## GIVEN TEXT
^^^^^^^^
The mean reactivity of sera from the C57BL/6 and Balb/c mice sensitized with one of the four peanut extracts varied according to the extract used for adsorption on the plates. The mean reactivity titers of sera plated on CPE-2βME were lower than the remaining plates suggesting that either its adhesion is less effective or that 2βME decreases the immunogenic capacity of this extract as it dissociates disulfide bonds. The latter is supported by the fact that immunizations with this extract also yields lower antibody titers on plates covered with the extracts obtained with other buffers (CPE-BB, CPE-SB and CPE-TB / HCl).
The immunoblotting revealed that the pattern of sera reactivity to the corresponding extract used to sensitize also varies according to the CPE used. Astuti et al found that peanut allergen induced individual specificity patterns, suggesting that it is better to use CPE rather than purified proteins as a tool for diagnosing allergies, since immunodominance may vary due to food processing, absorption and physiology therefore, each individual may be allergic to different allergens of any food [36].
We did not observe differences in the comparison of the mean reactivities of sera from C57BL/6 mice sensitized with one of the four peanut extracts and tested on an ELISA plate adsorbed with the homologous extract. In this lineage although the average reactivity for the peanut was not significantly affected it is possible to observe the great intragroup dispersion with some animals responding more than others. This observation is not the result of possible inter-plate variations because all the sera from a same group were evaluated on the same plate suggesting the interference of biological factors in the response to the peanut by C57BL/6 mice.
^^^^^^^^
Continue the passage above on antibody reactivity in mice sensitized with peanut extracts, starting after its last sentence.
^^^^^^^^
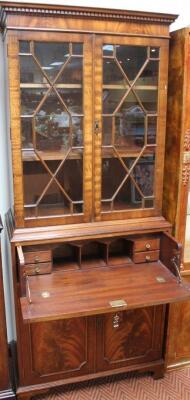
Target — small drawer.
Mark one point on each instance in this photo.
(147, 256)
(38, 269)
(35, 257)
(146, 244)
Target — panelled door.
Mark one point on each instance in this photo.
(130, 110)
(91, 113)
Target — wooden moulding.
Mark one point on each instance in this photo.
(16, 8)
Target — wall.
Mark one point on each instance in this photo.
(173, 7)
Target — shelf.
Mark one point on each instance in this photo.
(86, 292)
(29, 155)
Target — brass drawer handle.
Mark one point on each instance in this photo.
(116, 321)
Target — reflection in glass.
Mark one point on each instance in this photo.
(149, 75)
(111, 99)
(131, 59)
(77, 48)
(130, 127)
(143, 174)
(30, 99)
(149, 99)
(107, 131)
(51, 56)
(35, 179)
(30, 72)
(70, 176)
(52, 125)
(26, 129)
(151, 130)
(24, 46)
(154, 52)
(112, 175)
(187, 233)
(72, 99)
(112, 74)
(77, 131)
(108, 50)
(72, 73)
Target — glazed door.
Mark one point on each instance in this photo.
(129, 337)
(130, 111)
(50, 83)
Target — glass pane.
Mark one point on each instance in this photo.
(72, 99)
(148, 99)
(77, 131)
(108, 50)
(111, 99)
(154, 52)
(187, 233)
(24, 46)
(151, 130)
(128, 197)
(77, 48)
(30, 99)
(107, 131)
(149, 75)
(30, 72)
(52, 125)
(26, 129)
(131, 59)
(112, 74)
(130, 127)
(112, 175)
(54, 202)
(36, 178)
(51, 57)
(143, 173)
(72, 73)
(149, 203)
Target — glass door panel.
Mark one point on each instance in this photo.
(52, 123)
(129, 87)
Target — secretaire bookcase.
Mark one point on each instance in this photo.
(94, 262)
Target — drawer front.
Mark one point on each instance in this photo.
(147, 244)
(38, 269)
(33, 257)
(146, 256)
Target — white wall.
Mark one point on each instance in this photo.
(163, 6)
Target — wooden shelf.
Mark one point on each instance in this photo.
(86, 292)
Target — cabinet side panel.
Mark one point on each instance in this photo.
(174, 125)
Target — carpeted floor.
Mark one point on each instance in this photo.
(174, 386)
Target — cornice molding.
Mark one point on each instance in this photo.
(83, 12)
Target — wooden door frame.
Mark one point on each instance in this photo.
(162, 85)
(14, 81)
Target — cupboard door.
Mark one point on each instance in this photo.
(130, 337)
(52, 175)
(60, 349)
(130, 108)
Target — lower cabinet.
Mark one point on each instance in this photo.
(74, 347)
(130, 337)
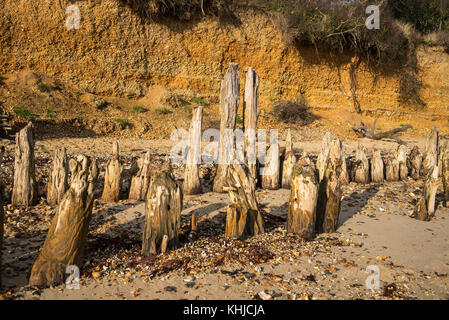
^^^^^^^^
## TASK RESPONSE
This scenario is different for the Balb/c mice sensitized with the peanut extracts. The form of extraction clearly alters the reactivity. CPE-TB/HCl showed the lowest titers. In this lineage only those inoculated with CPE-BB2βME showed a large dispersion in anti-peanut polyisotypic IgG titers. Although CPE-TB/HCl yielded the lowest protein concentration, this fact does not justify the low antibody titers since all the animals were inoculated with 100 μg of antigen independent of the extract, suggesting that genetic factors of the lineage associated with the differentiated immunogenicity of the extracts influenced the observed immune response.